_STATED GOAL A_:
Answer these from the log entry below, one answer per line, marked the same way:
(i) What is the entry number?
(ii) What was in short supply?
(iii) After the first power outage, who was not notified?

_TEXT SEGMENT_:
— Start —

Power outage: lessons learned

NEXT
Make New Entry, Make Followup Entry

User name W. Deconinck

Log entry time 10:47:43 on October 28, 2009

Entry number 296883

keyword=Power outage: lessons learned

There was a "lessons learned" meeting about the power outage this morning
at MCC. It was scheduled after the first power outage, but became even
more relevant yesterday. Many issues with the procedures were identified
(but nothing major). For the halls, these are the relevant ones:
- pager system did not seem to work properly for many of the OPS
out-pages, secondary contact information is important
- some people were paged in and sat idle until a while after power
restored because of access restrictions and network restoration
- ARMs were in short supply, extra operators should be called in when
this happens
- there should have been a notification on the switch-back from the
generator to the 40MVA power
- a lot of time was wasted on writing atlist entries, or they were not
written at all, probably a baseline 'power recovery' atlist will be
developed with other atlists needed for task beyond its scope

In particular for Hall A, I think the following could have been useful:
- flow chart with actions to take when power is out (admittedly, that
would be an almost empty page and depend on experiments: page RC, page
target, page tech), after the first power outage the target-on-call was
not notified which probably lead to our target fan motor failure
- we should keep a local copy of the 'staff' database with pager number
in case the network to the main site goes down too (it didn't this time)

— End —

_DATA ROWS_:
— Start —

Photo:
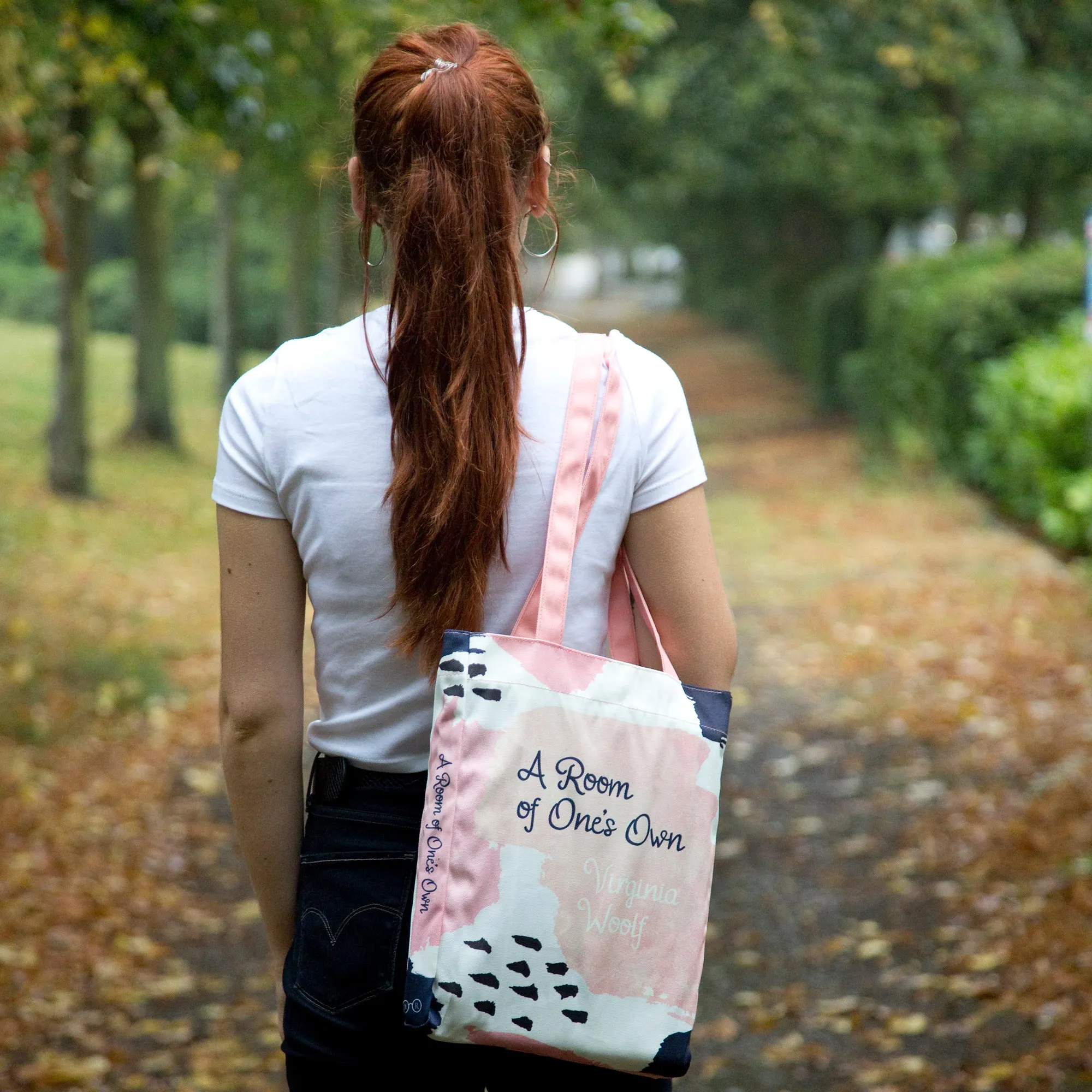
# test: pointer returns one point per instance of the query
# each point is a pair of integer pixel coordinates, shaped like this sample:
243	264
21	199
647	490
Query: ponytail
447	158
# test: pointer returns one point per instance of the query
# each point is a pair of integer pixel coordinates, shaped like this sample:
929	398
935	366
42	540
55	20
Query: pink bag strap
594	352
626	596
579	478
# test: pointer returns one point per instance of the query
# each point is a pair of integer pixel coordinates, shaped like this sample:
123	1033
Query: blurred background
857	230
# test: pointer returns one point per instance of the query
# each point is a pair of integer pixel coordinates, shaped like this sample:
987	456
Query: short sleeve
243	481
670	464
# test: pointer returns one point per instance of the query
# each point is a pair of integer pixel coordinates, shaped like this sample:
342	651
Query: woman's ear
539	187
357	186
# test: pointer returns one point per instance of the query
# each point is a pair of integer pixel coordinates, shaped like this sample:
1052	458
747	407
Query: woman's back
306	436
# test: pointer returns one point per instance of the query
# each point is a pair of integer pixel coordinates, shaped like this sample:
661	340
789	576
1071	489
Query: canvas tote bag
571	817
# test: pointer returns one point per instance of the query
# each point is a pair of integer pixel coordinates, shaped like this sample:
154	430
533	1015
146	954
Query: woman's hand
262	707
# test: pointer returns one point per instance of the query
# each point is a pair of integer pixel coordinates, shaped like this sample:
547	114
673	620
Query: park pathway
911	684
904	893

— End —

_STATED GOAL B_:
Identify and copy every line of the listing that contains the string "woman". Case counts.

_CORRECT RESULT A_:
(i) 296883
(ii) ARMs
(iii) The target-on-call

_CORRECT RESULT B_:
Query: woman's ear
Query: woman's back
Query: woman's hand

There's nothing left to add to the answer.